++++ Task input ++++

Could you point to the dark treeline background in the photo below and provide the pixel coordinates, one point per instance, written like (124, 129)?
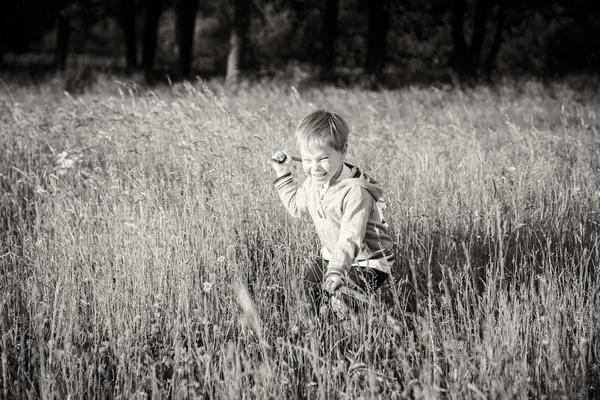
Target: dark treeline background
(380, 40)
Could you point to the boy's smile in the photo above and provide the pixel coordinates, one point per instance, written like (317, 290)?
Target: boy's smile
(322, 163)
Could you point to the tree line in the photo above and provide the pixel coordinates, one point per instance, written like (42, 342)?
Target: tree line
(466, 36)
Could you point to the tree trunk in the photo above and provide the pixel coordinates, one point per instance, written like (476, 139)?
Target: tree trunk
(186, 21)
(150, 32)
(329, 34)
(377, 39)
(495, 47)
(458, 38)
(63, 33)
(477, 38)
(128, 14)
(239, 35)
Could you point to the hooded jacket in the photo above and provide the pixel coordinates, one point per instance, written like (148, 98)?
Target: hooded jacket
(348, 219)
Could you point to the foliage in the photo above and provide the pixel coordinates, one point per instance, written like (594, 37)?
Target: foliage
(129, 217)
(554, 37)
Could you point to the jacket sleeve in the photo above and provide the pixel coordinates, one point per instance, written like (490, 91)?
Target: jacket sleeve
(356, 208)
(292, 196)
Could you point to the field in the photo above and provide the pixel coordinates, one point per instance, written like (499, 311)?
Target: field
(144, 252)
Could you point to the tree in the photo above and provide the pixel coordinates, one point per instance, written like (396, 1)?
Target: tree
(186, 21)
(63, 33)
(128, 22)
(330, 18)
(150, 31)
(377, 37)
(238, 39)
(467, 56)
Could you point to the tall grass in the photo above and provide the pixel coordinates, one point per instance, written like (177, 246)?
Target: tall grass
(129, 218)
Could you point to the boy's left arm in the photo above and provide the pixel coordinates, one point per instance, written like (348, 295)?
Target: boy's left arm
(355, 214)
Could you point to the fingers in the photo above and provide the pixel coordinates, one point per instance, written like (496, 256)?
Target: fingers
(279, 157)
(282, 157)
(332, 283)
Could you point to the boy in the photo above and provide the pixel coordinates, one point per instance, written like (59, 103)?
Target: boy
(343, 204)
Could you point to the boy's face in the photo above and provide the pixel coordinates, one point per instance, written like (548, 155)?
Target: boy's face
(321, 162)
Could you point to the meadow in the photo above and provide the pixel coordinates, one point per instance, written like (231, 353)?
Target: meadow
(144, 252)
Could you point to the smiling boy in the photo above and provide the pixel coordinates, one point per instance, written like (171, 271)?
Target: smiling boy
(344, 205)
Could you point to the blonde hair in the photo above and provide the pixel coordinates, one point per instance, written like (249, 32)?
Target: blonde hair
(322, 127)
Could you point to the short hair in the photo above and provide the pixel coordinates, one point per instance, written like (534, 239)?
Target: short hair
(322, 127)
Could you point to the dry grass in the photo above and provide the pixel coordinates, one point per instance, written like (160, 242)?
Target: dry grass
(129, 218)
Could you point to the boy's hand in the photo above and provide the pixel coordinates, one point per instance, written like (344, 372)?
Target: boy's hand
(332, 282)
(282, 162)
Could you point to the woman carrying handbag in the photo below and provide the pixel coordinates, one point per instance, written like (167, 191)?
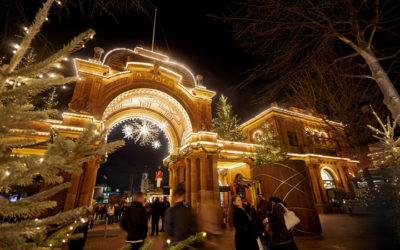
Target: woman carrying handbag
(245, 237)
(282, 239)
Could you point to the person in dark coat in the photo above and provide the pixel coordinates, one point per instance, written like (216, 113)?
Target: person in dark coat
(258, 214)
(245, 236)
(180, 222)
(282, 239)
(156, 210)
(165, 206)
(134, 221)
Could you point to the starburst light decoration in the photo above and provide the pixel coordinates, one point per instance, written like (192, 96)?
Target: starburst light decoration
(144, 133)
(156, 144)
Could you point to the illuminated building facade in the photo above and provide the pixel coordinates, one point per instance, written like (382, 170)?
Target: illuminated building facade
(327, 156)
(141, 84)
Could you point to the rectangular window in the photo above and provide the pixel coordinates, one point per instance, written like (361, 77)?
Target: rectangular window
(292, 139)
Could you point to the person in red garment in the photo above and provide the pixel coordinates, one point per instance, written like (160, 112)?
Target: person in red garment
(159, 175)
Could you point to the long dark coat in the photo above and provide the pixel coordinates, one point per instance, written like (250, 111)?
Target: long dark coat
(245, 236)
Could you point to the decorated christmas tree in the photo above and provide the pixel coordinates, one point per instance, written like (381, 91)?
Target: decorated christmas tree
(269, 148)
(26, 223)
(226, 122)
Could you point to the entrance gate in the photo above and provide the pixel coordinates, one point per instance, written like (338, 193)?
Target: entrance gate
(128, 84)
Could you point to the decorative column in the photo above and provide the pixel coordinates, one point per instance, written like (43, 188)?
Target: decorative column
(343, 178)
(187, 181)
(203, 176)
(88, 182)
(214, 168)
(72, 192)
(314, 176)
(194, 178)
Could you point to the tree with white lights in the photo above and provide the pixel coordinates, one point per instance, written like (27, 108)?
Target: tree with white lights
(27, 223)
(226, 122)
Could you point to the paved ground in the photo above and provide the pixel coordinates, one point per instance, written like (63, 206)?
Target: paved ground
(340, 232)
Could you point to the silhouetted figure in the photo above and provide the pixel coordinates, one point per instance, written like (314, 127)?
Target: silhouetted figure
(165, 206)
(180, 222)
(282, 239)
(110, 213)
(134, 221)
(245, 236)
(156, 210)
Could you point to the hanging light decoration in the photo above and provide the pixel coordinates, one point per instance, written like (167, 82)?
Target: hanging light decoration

++++

[Stated problem] Pictures stay out; reproduce every line of the records exactly.

[In response]
Could you point to the dark treeline background in the photo below and provide the pixel coordinates, one point per instance, written like (124, 129)?
Target: dark treeline background
(380, 40)
Could you point to the boy's smile in the photo above and provide the pixel coordinates, one point per instance, written like (317, 290)?
Target: boy's smile
(322, 163)
Could you point to the tree line in the photo above and provide the pixel coordinates, one point per instance, written like (42, 342)?
Target: tree line
(466, 36)
Could you point to the tree trunk in the photo above and provide the pixel coordinates, one point per instance, written like (476, 139)?
Target: tree trunk
(186, 21)
(150, 32)
(329, 34)
(377, 39)
(495, 47)
(458, 38)
(63, 33)
(477, 38)
(128, 14)
(239, 35)
Could you point to the hooded jacket in the photo above and provide the pixel coordinates, one point per instance, written like (148, 98)?
Target: hooded jacket
(348, 219)
Could you point to the foliage in the photo above and provide the pixel coordinates, one point per instance, written like (594, 37)?
Target: foliage
(129, 217)
(554, 37)
Could you point to the jacket sleeve in the photo above and provide the pixel coordinates, one point per instance, written like (490, 91)?
Target: jacket sleeve
(356, 208)
(292, 196)
Could you point to the field in the photo above and provide the pixel coordinates, one point per instance, written like (499, 311)?
Target: field
(144, 252)
Could you point to the tree in the photo above and provide the pixel coordinates, one point per instance, written like (396, 1)?
Target: tree
(186, 21)
(63, 33)
(128, 22)
(330, 18)
(150, 31)
(377, 37)
(238, 39)
(467, 56)
Could you point to the tall grass in the photo above and provide the pixel coordinates, one point per instance, written like (177, 246)?
Target: tall grass
(129, 218)
Could you point to the boy's left arm in the photo above and provide the pixel coordinates, one point per instance, written like (348, 295)?
Target: boy's left arm
(355, 214)
Could you point to the fingers in the photo above and provide the pixel coordinates, one point per instance, written like (496, 256)?
Target: fingers
(279, 157)
(282, 157)
(332, 283)
Could you point to the boy in the photo above and provide the pixel coordinates, one point per instance, written like (59, 103)?
Target: boy
(343, 204)
Could you point to the boy's face in the photo above and provide the pixel coordinates, one point per instance, written like (548, 155)?
Target: boy's face
(321, 162)
Could you point to the meadow in the photo above and provide the pixel coordinates, one point per instance, written like (231, 353)?
Target: meadow
(144, 252)
Could you point to the smiling boy in the photo above and provide the pixel coordinates, one point per instance, written like (171, 271)?
Target: smiling boy
(344, 205)
Could you point to the blonde hair in the photo above and provide the pixel coordinates, one point per instance, written like (249, 32)?
Target: blonde hair
(322, 127)
Could you point to the short hair in the photo above and provide the pixel coordinates, one point per instance, written like (534, 239)?
Target: short hair
(322, 127)
Could you point to the dry grass in the photo above and provide the pixel coordinates, one point per instance, written like (160, 242)?
Target: dry grass
(129, 218)
Could you point to the boy's hand in the photo above and provide the pixel coordinates, one point per instance, written like (344, 372)?
Target: boy's hand
(332, 282)
(282, 162)
Could you point to the woman carrying handbag in the photo below and provide the pixel coordinates, one point per instance, written like (167, 191)?
Target: woman carrying handbag
(245, 237)
(282, 239)
Could you point to the person in dark coat in the photo above and provide the pixel coordinates, one point per instance, written like (216, 113)?
Target: person in dark coat
(258, 214)
(245, 236)
(180, 222)
(282, 239)
(156, 210)
(165, 206)
(134, 221)
Could you point to the starburst light decoration in the photo above and provide the pixel coordinates, one point per instance, written like (192, 96)?
Target: starburst light decoration
(144, 133)
(156, 144)
Could you point to the illuminated building facade in the photo above and provide the pixel coordinates, one point per instance, written like (382, 170)?
Target: illuminated building facade
(327, 156)
(141, 84)
Could you point to the rectangular window in the photo above and provide the pixel coordinates, one point per instance, written like (361, 77)?
Target: rectangular window
(292, 139)
Could you point to the person in red garment in the photo above and provide the pixel coordinates, one point per instance, written like (160, 112)?
Target: person in red garment
(159, 175)
Could you point to the long dark coat in the photo above and provide the pixel coordinates, one point per instance, written like (250, 111)?
Target: long dark coat
(245, 236)
Could you point to the decorated christmas tree in the photo above and provide the pixel coordinates, one point per instance, written like (381, 91)?
Target: decorated christmas tree
(269, 148)
(26, 223)
(226, 122)
Could you point to the entrance gate in the photo above and provide the pixel coordinates, one point per instance, written like (338, 193)?
Target: entrance gate
(128, 84)
Could you point to the decorative column in the photo above and provide the pixel coordinates, one point per instance, written like (43, 188)?
Target: decorative column
(343, 178)
(187, 181)
(203, 176)
(88, 182)
(214, 168)
(72, 192)
(314, 176)
(194, 178)
Could you point to the tree with white lights in the photo above and provide the pixel coordinates, one point per instance, written like (27, 108)?
Target: tree with white lights
(27, 223)
(226, 122)
Could you point to the paved ground in the photo above and provide the pixel coordinates, one point per instance, written like (63, 206)?
Target: paved ground
(340, 232)
Could you point to the silhouetted figure in the photo above and provide the pixel coordinates, one point per instance, written like (314, 127)?
Target: silhouetted figure
(165, 206)
(180, 222)
(282, 239)
(110, 213)
(134, 221)
(245, 236)
(156, 210)
Could you point to the hanging light decoration in the photo above and provide the pixel coordinates, one point per instance, written like (167, 82)?
Target: hanging light decoration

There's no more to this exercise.